日本海溝・千島海溝沿いの巨大地震。想定震度M9でおきる、北海道から関東におきる被害予測

日本海溝・千島海溝沿いの巨大地震。想定震度M9でおきる、北海道から関東におきる被害予測

日本政府による中央防災会議では、今まで南海トラフ地震や首都直下地震がおきたときにどんな被害がおきるかを想定することで、公共機関や民間企業、市民への防災減災対策に活かしてきました。
その他にも、日本海溝・千島海溝沿いでマグニチュード9クラスの巨大地震がおきる可能性があることから、2021年12月21日に被害想定が発表されました。

これから紹介する被害は「あらゆる可能性を考慮した最大クラスの地震・津波」がきたときにおきる、「最大となる被害想定」となっています。
次に来る地震がどのような大きさになるかはわかりませんが、東日本大震災のように1000年に一度といわれる地震がおきたとしても、安全にすごせるようにしっかりと準備しておきましょう。

日本海溝・千島海溝沿いの被害がおきる場所は?

記述問題 A
エントリの中で「fence」という文字列を含む行を数え、その数だけを答えよ。

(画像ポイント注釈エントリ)
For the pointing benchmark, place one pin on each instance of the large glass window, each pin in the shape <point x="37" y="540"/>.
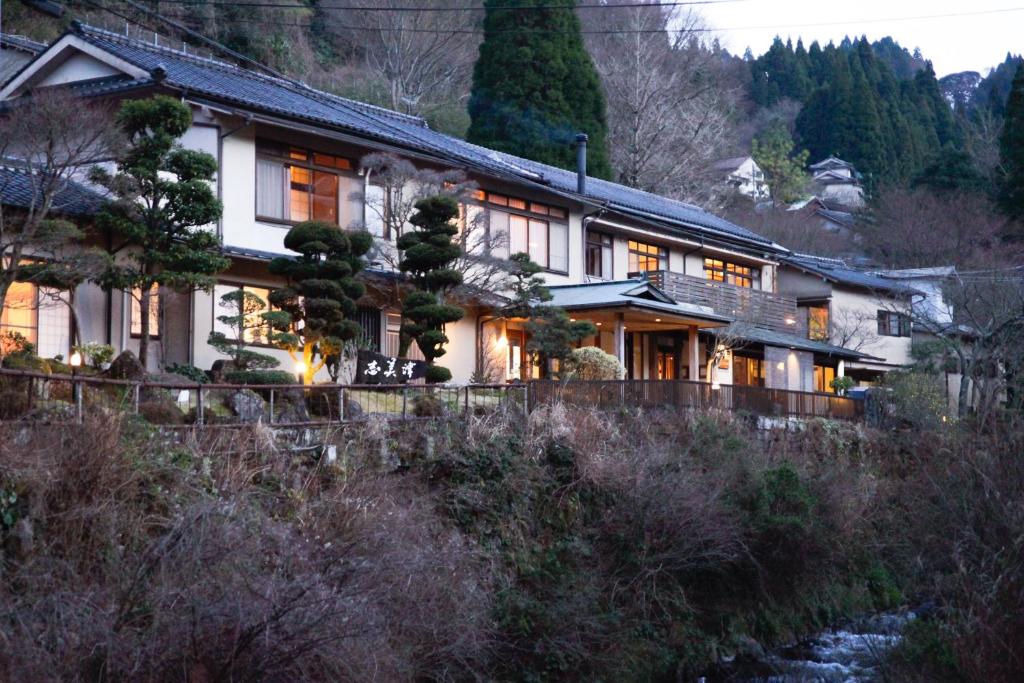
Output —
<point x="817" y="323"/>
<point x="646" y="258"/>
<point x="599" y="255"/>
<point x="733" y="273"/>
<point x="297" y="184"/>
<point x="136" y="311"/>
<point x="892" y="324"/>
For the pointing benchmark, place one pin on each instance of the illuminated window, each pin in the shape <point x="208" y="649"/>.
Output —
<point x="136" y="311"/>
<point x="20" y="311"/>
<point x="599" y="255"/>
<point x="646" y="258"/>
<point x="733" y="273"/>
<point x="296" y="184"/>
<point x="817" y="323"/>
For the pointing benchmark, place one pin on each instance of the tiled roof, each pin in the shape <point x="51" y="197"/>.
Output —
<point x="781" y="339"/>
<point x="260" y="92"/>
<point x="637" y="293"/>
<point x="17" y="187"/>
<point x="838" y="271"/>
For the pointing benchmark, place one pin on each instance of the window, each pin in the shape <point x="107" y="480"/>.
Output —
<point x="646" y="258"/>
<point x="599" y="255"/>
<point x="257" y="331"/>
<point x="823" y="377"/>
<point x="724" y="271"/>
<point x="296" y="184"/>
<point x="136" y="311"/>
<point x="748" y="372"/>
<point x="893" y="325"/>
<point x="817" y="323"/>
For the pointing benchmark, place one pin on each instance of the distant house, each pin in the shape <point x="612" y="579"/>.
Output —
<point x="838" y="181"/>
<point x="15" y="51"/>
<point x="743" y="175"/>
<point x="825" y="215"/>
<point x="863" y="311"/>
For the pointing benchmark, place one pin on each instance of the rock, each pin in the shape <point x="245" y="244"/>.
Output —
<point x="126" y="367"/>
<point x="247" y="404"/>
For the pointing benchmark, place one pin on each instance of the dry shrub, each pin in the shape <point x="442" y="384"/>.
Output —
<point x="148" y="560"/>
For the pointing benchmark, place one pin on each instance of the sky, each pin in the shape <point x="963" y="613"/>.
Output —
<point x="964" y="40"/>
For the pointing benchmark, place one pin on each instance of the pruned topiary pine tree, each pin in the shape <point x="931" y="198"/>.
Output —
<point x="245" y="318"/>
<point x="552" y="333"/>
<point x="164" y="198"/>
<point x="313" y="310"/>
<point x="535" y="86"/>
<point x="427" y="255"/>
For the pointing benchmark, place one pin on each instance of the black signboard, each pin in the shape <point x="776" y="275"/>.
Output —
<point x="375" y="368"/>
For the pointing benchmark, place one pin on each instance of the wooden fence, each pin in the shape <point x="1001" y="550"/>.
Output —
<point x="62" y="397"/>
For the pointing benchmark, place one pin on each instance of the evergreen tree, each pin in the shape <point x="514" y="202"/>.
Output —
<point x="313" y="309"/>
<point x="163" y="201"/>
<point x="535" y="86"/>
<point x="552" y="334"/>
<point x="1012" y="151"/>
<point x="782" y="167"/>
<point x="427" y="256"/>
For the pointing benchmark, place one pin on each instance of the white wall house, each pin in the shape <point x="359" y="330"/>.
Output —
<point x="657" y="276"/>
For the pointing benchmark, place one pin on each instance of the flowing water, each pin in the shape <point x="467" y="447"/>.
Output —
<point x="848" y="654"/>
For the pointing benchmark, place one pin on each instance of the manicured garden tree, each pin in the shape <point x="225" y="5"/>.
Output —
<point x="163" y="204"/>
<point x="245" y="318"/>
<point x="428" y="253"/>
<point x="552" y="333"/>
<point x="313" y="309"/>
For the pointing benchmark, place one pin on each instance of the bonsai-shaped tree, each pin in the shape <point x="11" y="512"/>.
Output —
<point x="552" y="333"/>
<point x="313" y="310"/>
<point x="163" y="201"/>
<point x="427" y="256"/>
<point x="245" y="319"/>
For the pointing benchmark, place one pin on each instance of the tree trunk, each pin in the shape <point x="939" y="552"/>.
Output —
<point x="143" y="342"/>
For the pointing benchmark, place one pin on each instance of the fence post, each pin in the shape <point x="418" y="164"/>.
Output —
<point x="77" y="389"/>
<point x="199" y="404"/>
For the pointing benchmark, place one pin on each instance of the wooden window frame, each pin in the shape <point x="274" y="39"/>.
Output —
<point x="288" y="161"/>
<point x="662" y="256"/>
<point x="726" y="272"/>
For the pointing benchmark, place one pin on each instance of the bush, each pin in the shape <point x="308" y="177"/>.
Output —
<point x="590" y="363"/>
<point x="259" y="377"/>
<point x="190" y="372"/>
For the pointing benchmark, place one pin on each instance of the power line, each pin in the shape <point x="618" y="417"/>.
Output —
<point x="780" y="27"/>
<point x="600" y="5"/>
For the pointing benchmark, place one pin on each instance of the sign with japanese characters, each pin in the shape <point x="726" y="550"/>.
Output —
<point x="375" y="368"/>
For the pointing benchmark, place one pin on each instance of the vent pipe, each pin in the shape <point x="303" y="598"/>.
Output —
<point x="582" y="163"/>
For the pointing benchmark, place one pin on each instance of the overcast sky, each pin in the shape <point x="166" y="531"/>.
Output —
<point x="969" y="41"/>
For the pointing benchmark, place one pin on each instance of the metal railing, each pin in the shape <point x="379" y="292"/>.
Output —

記述問題 B
ページ抜粋の内容をもとに、次の問いに答えよ。
(i) 中央防災会議がこれまで被害を想定してきた地震は何と何か。
(ii) 日本海溝・千島海溝沿いの巨大地震の被害想定が発表されたのはいつか。
(iii) 東日本大震災はどのくらいに一度の地震といわれているか。

解答例 A
2

解答例 B
(i) 南海トラフ地震と首都直下地震
(ii) 2021年12月21日
(iii) 1000年に一度